# Work instructions
Update the listing below, swapping each "keypoint" for "reference point" and keeping everything else the same.

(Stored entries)
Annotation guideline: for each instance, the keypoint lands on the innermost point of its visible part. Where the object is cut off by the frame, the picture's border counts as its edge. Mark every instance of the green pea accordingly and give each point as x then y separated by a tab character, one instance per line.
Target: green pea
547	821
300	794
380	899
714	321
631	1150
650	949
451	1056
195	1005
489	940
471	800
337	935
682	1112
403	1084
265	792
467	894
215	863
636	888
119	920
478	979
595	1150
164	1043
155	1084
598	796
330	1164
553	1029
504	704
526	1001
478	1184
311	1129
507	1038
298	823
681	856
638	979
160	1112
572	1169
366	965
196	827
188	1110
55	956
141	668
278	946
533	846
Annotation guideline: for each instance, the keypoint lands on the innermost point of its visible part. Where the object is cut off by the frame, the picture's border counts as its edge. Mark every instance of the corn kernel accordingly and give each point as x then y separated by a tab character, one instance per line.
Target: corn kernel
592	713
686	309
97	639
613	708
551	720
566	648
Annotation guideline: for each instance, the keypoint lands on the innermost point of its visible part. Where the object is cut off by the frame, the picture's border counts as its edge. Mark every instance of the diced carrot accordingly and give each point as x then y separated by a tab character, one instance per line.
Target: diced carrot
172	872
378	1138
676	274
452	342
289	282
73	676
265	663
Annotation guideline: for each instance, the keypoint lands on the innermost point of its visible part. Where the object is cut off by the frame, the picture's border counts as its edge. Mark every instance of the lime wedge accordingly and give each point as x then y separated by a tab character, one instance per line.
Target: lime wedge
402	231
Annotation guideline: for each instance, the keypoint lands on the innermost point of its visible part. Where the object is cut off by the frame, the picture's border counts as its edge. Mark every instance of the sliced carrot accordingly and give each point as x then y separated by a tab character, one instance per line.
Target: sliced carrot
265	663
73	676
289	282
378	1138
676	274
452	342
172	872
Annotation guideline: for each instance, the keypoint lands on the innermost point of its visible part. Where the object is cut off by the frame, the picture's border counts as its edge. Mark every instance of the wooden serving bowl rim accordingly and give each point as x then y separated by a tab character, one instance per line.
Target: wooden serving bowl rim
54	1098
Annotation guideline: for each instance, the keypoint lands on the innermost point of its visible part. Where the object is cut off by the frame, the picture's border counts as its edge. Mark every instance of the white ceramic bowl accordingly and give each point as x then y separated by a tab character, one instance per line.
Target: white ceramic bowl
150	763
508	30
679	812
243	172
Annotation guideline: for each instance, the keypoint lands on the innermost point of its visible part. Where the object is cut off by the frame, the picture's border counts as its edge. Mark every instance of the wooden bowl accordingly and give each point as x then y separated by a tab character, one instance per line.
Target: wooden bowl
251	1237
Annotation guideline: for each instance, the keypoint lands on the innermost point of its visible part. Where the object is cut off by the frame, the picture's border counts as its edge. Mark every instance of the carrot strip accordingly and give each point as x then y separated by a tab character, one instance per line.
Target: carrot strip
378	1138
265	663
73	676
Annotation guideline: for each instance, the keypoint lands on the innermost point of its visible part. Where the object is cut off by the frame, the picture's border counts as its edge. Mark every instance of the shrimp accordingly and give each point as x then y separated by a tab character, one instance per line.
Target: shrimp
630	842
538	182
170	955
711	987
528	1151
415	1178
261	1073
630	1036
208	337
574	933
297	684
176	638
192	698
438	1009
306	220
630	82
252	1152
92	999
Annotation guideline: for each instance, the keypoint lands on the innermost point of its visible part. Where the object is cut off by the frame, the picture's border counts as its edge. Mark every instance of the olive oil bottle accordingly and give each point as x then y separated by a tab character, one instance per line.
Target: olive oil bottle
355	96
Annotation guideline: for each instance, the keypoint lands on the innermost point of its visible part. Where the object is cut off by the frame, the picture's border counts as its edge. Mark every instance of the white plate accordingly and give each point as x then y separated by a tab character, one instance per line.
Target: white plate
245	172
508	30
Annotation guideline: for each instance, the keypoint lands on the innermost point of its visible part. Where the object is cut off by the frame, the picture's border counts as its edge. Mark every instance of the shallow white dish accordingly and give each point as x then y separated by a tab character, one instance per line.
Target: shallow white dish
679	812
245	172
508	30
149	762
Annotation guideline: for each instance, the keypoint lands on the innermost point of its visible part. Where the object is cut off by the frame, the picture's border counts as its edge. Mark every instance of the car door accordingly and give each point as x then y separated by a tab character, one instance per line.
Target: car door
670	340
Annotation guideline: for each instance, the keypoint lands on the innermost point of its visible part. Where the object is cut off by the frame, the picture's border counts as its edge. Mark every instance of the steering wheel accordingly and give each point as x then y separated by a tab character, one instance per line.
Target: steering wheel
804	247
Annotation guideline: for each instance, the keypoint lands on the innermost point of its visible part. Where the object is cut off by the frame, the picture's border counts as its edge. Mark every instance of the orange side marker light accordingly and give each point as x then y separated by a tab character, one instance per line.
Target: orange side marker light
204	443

# Task output
Annotation guideline: for each instance, the reference point lands on the innermost point of its visible part. Where the object is cut off by the frame, the picture's border counts as its edge. Mark every instance of the green pea accordingly and give each point as x then y separated by a tab character, one instance per line.
Target: green pea
547	821
300	794
380	899
714	321
631	1150
650	949
451	1056
195	1005
489	940
471	800
337	935
682	1112
403	1084
265	792
467	894
215	863
636	888
119	920
478	979
595	1150
164	1043
155	1084
598	796
330	1164
553	1029
504	704
526	1001
478	1184
311	1129
507	1038
298	823
681	856
638	979
160	1112
572	1169
366	965
196	827
188	1110
55	956
141	668
278	946
533	846
Annotation guideline: for each instance, the reference point lands on the innermost point of its visible part. Where the object is cut off by the frame, the picture's border counts as its edge. Mark every instance of the corn kernel accordingly and give each point as x then y separated by a tab character, one instance per line.
Target: corn kernel
592	713
686	309
97	639
613	708
551	720
566	648
Annotation guideline: for each instance, the reference point lands on the innermost point of its visible part. Where the object is cut off by the frame, the picture's border counts as its edge. Mark every instance of the diced carrot accordingly and give each point as x then y separated by a tab character, one instance per line.
Target: diced carrot
172	872
378	1138
676	274
452	342
289	282
73	676
265	663
Annotation guideline: for each instance, the reference point lands on the innermost point of its visible part. Where the object is cut off by the frame, the picture's border counts as its edge. Mark every instance of the lime wedge accordingly and give each point as x then y separated by a tab character, one instance per line.
Target: lime wedge
402	231
Annotation guideline: for each instance, the reference point lands on the innermost point of its visible part. Where the object is cut off by the frame, the picture's border counts as its edge. Mark every instance of the sliced carrot accordingly and give each point as x then y separated by a tab character, one instance per line.
Target: sliced carrot
265	663
73	676
289	282
378	1138
676	274
452	342
172	872
Annotation guideline: for each instance, the reference point lands on the innermost point of its visible part. Where the object is cut off by the frame, the picture's border counts as its edge. Mark every instance of the wooden serving bowl rim accordingly and give each point as x then y separated by a tab character, one instance per line.
Target: wooden serving bowl rim
54	1098
Annotation guideline: for each instance, the reference point lands on the innermost point of its visible part. Where the object is cut off by the frame, the picture's border counts as its edge. Mark every instance of the white ceramic bowl accordingly and give each point as x then y separated by a tab character, one instance per line.
Target: white ceramic bowl
150	763
508	30
679	812
243	172
Annotation guideline: for each instance, the reference point lands on the innermost point of its visible part. Where the object is cut off by the frame, the picture's border counts as its edge. Mark every instance of the wooden bowl accordingly and give each point as x then y separated by a tab character, one instance per line.
Target: wooden bowl
251	1237
Annotation guideline: for each instance, the reference point lands on the innermost point of its visible part. Where the object is cut off by the frame, the picture's border counts as its edge. Mark every instance of the carrot strip accordingly and give each point as x then y separated by a tab character, one instance per line.
Target: carrot strip
378	1138
265	663
73	676
Annotation guideline: for each instance, the reference point lands on the innermost point of its visible part. Where the object is cut off by the frame, the picture's border counts as its edge. Mark every instance of the shrimp accordingly and give each point as x then y separated by a tab character, one instance per line.
Target: shrimp
630	842
538	182
170	955
711	987
528	1151
415	1178
261	1073
630	1036
208	337
574	933
297	684
176	638
192	698
438	1009
306	220
630	82
252	1152
92	999
Annotation guideline: for each instance, the reference point lands on the innermost point of its visible part. Where the object is cut off by the frame, the picture's border counts as its edge. Mark every instance of the olive oil bottle accordingly and give each point as x then y separated by a tab character, one instance per line.
Target: olive oil bottle
355	96
Annotation guideline: for each instance, the reference point lands on the innermost point of its visible part. Where the object is cut off by the frame, the picture's border counts as its edge. Mark every instance of the white plate accordingly and give each point as x then y separated by a tab character, one instance per line.
Target: white plate
245	172
508	30
Annotation guideline: for each instance, the reference point lands on the innermost point of its visible part. Where the object is cut off by the frame, the picture's border counts as its edge. Mark every instance of the shallow white dish accordingly and give each point as x then y separated by a tab character, one instance per line.
Target: shallow white dish
679	812
245	172
508	30
149	762
Annotation guideline: for each instance, the reference point lands on the innermost point of its visible part. Where the object is cut off by the frame, the picture's border counts as its edge. Mark every instance of the car door accordingly and give each point as x then y separated by a tab character, one instance per line.
Target: car door
670	340
Annotation guideline: for each instance, the reference point lands on the innermost point of its visible part. Where the object is cut off by the frame, the picture's border counts as its edge. Mark every instance of the steering wheel accordingly and give each point as x then y separated by a tab character, one instance per line.
Target: steering wheel
804	247
Annotation guideline: for each instance, the reference point lands on the innermost point of its visible part. Where the object is cut off by the frame, the picture's border counts as its edge. Mark every instance of the orange side marker light accordingly and give each point as x then y separated by a tab character, one instance per line.
Target: orange side marker light
204	443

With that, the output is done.